-- ИЗУЧИТЕ МАТЕРИАЛ --
a) Перепишите фрагмент текста о японском костюме, который начинается со слов «В эпоху Камакура» и заканчивается словами «короткими зауженными рукавами.», подставив «сановники» вместо «чиновники».
b) Какие японские названия предметов одежды встречаются в последнем абзаце текста о японском костюме?
c) Продолжите текст о японском костюме с того места, где он заканчивается.

-- ПРЕДЛОЖЕННЫЙ ТЕКСТ --
-*-
В хэйанской литературе описанию костюма отводится места не меньше, чем отражению характера героя. Впрочем, считается, что человек не может существовать отдельно от своего платья. Автор «Непрошеной повести», предположительно придворная дама XIV века по имени Нидзё, писала о женщинах, служивших во дворце Томикодзи: «Они появлялись в зале для дежурных, соперничая друг с другом блеском нарядов. Одна из них (сама Нидзё) надела алое нижнее платье на лиловом исподе, сверху длинное, темно-красное косодэ и еще одно светло-зеленое, а поверх всего накинула парадное красное каригину и короткую накидку с рукавами. Косодэ удивляло узором, изображавшим ветви цветущей сливы над изгородью в китайском стиле».

В эпоху Камакура (1184–1333 годы) традиционный покрой одежды претерпел резкие перемены. С приходом к власти самураев вычурный стиль аристократов сменился военным обмундированием. Каригину и хакама остались для самураев; чиновники предпочли сокутай; женщины добавляли к хакама и кимоно косодэ с короткими зауженными рукавами.
-*-
-- ИСХОДНЫЙ МАТЕРИАЛ --

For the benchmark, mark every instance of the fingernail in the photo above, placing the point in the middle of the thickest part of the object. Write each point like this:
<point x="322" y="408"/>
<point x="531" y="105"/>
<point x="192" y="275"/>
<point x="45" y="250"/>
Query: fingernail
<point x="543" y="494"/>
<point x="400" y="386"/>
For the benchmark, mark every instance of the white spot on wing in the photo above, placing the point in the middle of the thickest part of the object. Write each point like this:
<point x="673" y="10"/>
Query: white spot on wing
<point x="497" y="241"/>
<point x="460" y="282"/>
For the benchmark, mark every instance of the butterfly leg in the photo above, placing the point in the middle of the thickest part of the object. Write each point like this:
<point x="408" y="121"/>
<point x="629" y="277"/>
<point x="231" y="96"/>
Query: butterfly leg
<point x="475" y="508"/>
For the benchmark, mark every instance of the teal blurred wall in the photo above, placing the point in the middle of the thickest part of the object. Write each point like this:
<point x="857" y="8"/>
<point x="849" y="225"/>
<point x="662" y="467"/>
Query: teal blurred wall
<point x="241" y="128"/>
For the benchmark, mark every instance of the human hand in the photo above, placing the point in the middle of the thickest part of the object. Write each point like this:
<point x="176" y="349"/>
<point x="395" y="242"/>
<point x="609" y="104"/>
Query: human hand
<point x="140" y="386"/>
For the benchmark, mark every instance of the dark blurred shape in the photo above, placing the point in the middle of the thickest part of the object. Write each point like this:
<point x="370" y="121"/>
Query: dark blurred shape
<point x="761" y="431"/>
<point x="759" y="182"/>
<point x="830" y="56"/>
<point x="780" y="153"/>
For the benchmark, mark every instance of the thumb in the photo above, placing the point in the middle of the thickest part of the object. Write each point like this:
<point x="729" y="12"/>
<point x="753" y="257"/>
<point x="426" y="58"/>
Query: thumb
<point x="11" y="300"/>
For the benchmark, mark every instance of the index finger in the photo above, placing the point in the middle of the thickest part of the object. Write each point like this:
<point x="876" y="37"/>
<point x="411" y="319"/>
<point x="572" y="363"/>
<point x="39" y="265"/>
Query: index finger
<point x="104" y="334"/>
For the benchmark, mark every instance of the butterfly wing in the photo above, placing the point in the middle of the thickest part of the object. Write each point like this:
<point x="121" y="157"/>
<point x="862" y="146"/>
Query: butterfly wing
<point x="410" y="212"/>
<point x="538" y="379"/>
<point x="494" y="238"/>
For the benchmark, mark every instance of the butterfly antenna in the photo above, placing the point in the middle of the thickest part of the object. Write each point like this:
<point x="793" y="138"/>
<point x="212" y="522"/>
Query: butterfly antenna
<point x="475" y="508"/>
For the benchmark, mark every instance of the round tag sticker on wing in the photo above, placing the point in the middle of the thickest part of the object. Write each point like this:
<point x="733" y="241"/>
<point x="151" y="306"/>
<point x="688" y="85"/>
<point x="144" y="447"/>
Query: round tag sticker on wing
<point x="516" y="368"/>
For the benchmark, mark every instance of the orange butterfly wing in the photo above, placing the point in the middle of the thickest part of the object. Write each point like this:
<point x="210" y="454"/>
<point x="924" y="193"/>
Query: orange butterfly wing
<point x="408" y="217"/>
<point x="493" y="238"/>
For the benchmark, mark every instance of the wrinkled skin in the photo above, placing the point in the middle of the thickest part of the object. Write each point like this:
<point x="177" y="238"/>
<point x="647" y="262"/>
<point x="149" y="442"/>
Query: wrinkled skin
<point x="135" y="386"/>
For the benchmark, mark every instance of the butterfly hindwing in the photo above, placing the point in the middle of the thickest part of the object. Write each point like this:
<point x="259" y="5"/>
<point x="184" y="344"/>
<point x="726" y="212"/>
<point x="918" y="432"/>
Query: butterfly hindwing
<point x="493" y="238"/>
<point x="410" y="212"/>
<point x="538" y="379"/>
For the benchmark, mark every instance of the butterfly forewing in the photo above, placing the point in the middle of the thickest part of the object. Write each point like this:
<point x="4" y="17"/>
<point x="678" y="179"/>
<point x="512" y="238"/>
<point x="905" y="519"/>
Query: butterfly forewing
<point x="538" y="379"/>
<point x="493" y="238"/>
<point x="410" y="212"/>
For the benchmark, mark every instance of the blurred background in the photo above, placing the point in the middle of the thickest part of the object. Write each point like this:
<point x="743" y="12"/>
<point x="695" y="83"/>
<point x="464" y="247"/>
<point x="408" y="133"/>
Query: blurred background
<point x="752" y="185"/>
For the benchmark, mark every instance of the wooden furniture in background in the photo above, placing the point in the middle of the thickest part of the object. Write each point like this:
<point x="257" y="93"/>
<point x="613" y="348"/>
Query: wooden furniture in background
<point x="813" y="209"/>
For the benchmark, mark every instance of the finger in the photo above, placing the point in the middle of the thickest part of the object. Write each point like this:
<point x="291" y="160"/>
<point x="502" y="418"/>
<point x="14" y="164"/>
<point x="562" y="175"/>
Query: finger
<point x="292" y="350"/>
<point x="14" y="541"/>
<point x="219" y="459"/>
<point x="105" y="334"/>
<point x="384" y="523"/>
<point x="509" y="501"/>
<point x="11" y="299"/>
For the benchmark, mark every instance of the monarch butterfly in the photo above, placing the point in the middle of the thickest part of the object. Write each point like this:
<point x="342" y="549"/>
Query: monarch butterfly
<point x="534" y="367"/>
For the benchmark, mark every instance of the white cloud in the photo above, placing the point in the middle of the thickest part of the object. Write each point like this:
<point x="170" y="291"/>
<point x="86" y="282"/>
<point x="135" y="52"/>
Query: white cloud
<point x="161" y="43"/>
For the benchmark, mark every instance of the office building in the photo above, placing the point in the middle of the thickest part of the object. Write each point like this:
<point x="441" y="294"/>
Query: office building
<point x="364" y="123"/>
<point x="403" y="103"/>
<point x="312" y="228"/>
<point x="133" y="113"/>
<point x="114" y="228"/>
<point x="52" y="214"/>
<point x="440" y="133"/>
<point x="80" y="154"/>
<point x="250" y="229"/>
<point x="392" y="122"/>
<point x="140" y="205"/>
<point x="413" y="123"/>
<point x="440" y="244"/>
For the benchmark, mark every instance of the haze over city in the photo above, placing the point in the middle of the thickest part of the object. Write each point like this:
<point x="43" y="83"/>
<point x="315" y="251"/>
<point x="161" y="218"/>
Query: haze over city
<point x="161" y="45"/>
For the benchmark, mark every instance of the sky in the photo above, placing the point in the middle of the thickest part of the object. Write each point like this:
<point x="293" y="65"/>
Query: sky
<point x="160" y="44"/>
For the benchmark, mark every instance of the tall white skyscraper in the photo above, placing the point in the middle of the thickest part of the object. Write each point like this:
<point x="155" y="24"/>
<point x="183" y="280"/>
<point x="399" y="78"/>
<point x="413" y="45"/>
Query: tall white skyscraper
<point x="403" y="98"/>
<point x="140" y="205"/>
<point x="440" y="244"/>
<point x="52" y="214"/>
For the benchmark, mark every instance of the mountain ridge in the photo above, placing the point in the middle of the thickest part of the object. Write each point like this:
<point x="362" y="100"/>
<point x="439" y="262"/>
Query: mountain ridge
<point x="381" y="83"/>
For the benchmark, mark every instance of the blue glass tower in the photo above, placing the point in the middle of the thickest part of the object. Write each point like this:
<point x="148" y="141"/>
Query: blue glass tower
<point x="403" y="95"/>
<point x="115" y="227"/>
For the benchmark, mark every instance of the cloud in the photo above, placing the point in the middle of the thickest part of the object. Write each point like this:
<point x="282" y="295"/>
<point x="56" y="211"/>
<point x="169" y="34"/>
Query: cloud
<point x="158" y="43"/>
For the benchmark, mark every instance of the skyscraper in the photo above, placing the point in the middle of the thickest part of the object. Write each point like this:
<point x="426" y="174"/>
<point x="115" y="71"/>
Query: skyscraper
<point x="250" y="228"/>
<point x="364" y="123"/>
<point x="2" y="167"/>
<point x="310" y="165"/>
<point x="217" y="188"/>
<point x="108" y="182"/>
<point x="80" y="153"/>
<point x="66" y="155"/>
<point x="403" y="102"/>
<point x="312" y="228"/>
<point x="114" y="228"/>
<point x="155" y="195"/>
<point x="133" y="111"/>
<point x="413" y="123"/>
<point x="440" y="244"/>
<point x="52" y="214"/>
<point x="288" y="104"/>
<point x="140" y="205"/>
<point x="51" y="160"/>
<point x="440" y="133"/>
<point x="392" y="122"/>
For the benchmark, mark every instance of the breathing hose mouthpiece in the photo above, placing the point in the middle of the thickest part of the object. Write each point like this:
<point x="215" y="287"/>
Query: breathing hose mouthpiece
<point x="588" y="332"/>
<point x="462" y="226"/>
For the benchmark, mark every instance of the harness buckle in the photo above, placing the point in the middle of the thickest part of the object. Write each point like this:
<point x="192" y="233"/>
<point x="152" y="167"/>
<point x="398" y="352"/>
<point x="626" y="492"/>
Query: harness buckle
-*-
-- РЕЗУЛЬТАТЫ УПРАЖНЕНИЯ --
a)
В эпоху Камакура (1184–1333 годы) традиционный покрой одежды претерпел резкие перемены. С приходом к власти самураев вычурный стиль аристократов сменился военным обмундированием. Каригину и хакама остались для самураев; сановники предпочли сокутай; женщины добавляли к хакама и кимоно косодэ с короткими зауженными рукавами.

b) Каригину, хакама, сокутай, кимоно, косодэ.

c)
Косодэ возникло как нижнее белье, надеваемое поверх длинного утикакэ. О тяжелом утикакэ вспоминали с приходом холодов. В жару его сбрасывали с плеч и закрепляли на поясе с помощью рукавов. Таким образом зрительно расширялась нижняя часть тела. С течением времени косодэ стало праздничным платьем, подходившим для женщин всех сословий. Старинная манера носить косодэ вместе с утикакэ сохранилась до наших дней в женском свадебном костюме.

Начиная с 1600 года, то есть с наступлением эпохи Токугава (Эдо), самураи отказались от каригину, а устаревшую куртку заменили кимоно. Свободные штаны хакама были удобны в комплекте с безрукавкой камисимо, которая отличалась наличием жестких крылышек. Японцы полагали, что такие надплечья создавали впечатление воинственности.

В период позднего Эдо (начало XIX века) в стране прекратились кровавые междоусобицы, и самураи перешли на мирный костюм: свободная накидка хаори длиной до бедра прекрасно сочеталась с долгополой хакама. Спину, рукава и переднюю часть «хаори» украшали родовой символикой. К середине столетия так одевались все обеспеченные граждане Страны восходящего солнца. Экономическое благополучие повлекло за собой расцвет ремесел. Появились новые технологии окрашивания тканей – такие, как юдзэн и сибори, позволившие превратить шелковые и хлопчатобумажные косодэ в произведения высокого искусства.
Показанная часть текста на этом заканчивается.